> [YOUR OBJECTIVE]: Show every line of the rows below that contains the string "shorts", copying each such line in full. Case counts.

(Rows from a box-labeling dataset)
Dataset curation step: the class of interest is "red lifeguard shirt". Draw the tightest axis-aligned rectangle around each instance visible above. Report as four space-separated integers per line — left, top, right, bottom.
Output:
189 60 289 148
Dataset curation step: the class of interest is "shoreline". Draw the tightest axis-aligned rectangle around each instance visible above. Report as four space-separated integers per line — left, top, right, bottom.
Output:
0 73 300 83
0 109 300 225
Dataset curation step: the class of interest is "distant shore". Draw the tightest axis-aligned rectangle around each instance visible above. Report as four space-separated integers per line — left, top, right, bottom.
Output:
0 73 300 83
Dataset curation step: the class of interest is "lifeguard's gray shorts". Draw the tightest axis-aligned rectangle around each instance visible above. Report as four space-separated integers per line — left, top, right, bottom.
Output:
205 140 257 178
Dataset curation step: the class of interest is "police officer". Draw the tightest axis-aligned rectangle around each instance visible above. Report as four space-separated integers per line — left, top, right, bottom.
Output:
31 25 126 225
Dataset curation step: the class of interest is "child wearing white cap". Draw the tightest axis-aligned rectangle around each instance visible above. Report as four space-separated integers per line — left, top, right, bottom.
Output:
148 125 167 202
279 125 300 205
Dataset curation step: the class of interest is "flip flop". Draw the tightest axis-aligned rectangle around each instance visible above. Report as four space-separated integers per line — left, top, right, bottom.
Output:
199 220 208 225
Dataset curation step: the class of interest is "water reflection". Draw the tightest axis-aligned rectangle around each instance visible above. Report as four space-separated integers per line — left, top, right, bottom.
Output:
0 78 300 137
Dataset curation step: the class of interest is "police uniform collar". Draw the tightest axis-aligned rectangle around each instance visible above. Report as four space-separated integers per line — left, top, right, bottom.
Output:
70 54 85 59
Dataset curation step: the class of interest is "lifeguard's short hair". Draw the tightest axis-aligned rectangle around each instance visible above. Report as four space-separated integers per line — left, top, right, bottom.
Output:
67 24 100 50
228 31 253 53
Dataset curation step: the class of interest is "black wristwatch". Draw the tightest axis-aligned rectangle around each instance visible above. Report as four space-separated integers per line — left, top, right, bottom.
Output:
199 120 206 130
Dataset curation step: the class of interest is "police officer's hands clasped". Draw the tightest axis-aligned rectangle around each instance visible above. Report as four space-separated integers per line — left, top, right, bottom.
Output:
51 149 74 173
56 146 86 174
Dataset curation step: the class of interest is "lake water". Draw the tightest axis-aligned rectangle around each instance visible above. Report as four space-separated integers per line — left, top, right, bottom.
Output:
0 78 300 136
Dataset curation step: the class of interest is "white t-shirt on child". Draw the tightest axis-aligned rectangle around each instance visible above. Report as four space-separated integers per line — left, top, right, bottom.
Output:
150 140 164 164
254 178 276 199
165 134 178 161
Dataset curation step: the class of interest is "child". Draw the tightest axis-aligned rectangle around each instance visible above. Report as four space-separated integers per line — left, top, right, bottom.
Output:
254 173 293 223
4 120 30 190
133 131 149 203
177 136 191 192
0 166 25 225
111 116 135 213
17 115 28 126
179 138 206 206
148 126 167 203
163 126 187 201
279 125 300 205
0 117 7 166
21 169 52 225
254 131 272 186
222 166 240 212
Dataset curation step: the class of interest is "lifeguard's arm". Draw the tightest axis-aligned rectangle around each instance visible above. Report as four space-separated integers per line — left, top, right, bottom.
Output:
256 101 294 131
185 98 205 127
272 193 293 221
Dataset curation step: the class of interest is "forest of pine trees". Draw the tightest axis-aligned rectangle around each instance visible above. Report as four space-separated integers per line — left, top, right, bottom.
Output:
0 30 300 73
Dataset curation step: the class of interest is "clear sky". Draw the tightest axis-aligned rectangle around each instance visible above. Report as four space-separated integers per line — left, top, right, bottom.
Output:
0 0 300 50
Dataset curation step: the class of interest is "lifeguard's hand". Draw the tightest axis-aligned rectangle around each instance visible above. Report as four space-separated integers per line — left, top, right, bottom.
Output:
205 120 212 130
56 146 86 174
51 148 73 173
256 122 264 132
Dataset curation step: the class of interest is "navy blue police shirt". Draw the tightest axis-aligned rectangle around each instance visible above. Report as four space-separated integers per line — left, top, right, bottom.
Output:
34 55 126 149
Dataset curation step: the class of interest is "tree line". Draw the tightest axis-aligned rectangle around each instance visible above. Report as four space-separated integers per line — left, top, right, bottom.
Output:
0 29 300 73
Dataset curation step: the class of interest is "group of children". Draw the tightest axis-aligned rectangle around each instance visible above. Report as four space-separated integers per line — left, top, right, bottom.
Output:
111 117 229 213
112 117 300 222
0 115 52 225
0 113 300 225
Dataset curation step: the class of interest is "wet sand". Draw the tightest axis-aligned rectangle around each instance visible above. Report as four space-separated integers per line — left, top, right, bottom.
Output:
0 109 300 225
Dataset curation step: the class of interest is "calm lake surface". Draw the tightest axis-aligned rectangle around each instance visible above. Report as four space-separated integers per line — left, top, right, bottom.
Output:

> [EXERCISE SOLUTION]:
Dataset curation step: the class of interest is "lifeguard's gray shorts". Draw the tightest axis-aligned rectangle around each instance visible above. Report as four space-separated integers per line — left, top, right, bottom.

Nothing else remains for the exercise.